== Segment start ==
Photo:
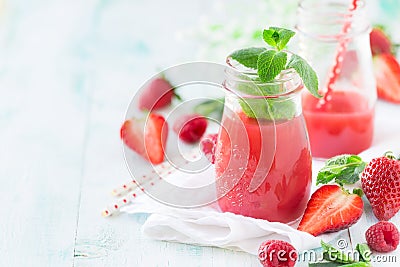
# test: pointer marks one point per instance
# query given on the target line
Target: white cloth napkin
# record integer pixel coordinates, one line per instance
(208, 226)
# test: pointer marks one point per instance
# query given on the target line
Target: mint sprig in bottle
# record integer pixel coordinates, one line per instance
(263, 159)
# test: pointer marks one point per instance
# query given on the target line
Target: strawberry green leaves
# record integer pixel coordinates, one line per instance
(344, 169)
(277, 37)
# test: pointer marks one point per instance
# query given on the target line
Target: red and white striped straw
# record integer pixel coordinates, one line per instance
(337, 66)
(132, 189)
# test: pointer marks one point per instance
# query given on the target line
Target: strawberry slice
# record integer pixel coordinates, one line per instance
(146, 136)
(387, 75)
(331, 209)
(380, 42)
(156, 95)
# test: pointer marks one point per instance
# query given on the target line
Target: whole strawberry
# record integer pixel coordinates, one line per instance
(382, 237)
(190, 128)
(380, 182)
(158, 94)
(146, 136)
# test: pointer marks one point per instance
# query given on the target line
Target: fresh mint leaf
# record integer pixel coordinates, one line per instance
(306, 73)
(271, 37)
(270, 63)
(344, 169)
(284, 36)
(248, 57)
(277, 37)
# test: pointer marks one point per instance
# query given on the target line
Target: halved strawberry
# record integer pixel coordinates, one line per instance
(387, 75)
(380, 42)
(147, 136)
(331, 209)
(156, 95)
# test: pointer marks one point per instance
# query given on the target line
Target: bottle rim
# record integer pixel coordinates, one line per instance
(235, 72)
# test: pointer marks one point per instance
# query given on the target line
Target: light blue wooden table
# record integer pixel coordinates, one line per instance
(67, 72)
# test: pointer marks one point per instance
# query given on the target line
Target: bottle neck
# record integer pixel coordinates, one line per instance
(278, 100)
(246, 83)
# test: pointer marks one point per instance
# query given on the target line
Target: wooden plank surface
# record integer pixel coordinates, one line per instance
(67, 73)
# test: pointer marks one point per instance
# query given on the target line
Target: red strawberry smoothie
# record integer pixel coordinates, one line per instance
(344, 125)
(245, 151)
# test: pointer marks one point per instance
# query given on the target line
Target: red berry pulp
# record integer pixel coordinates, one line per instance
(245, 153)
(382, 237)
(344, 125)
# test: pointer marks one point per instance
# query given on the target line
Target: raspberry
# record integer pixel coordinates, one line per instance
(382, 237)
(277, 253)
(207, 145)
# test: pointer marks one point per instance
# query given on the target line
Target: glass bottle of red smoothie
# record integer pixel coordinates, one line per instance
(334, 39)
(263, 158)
== Segment end ==
== Segment start ==
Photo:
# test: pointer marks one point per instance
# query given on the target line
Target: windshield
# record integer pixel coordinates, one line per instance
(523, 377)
== Segment end ==
== Segment start ==
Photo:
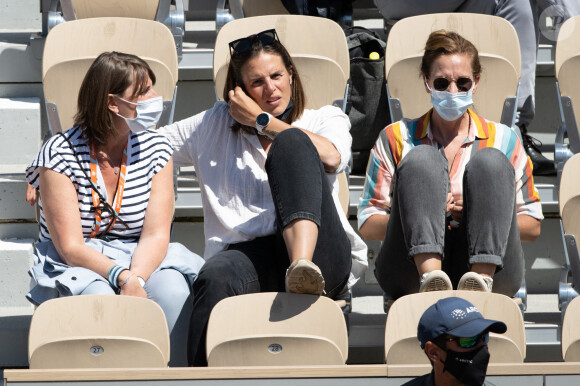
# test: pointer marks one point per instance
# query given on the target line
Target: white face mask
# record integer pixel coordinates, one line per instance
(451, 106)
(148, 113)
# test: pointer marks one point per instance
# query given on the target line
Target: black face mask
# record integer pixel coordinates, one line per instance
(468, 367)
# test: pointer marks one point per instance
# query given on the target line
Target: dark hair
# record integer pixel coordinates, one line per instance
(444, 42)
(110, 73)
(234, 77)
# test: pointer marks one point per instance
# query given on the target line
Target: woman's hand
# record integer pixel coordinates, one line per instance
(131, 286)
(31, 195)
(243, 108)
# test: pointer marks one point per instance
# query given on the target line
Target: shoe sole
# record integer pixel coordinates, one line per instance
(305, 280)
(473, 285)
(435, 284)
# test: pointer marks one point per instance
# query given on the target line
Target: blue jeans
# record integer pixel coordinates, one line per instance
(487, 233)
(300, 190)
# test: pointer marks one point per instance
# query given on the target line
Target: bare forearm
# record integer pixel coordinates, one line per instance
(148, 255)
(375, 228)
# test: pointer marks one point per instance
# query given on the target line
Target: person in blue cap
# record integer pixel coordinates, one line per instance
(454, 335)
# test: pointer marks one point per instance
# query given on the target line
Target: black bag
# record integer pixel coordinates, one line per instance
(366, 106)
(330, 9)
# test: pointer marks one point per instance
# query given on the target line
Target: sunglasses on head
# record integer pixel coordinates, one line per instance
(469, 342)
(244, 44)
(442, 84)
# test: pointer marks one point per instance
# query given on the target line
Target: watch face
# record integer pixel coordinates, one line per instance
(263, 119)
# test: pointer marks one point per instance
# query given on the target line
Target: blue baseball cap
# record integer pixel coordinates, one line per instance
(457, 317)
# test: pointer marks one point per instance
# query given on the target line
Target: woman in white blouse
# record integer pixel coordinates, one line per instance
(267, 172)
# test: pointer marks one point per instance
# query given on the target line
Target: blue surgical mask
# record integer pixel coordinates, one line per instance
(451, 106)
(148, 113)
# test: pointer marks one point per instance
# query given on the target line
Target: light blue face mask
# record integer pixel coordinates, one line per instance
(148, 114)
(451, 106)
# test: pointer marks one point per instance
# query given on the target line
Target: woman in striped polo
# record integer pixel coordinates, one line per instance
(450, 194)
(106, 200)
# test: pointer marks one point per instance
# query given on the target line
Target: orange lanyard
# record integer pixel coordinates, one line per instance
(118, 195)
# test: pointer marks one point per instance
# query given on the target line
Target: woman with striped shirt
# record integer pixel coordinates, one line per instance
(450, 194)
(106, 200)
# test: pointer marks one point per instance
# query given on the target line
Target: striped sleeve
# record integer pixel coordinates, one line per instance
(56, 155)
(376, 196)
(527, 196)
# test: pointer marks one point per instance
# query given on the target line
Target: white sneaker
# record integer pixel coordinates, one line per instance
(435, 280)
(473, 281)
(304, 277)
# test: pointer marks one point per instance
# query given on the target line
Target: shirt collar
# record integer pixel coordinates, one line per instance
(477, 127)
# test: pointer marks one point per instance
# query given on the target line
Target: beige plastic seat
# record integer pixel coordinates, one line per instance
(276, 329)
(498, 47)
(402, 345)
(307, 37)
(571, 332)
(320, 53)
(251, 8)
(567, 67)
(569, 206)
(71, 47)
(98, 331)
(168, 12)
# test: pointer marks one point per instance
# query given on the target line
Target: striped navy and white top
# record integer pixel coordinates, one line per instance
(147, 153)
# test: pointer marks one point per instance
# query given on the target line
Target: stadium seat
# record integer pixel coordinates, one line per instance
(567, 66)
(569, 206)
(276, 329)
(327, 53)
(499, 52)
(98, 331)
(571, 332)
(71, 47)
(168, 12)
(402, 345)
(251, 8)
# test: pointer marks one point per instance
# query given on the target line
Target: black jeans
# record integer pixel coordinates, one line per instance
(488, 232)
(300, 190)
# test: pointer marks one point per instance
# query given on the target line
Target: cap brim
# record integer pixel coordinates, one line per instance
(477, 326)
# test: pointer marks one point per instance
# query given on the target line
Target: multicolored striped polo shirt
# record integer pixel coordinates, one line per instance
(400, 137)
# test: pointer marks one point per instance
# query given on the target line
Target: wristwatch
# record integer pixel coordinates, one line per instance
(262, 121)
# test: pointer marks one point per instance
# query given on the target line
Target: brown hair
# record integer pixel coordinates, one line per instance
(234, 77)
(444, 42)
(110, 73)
== Segment end ==
> [WORK ORDER]:
Among the entries above, which lines include "shirt"? List them all.

> [TASK ANSWER]:
Target: woman with striped shirt
Target: shirt collar
Target: multicolored striped polo shirt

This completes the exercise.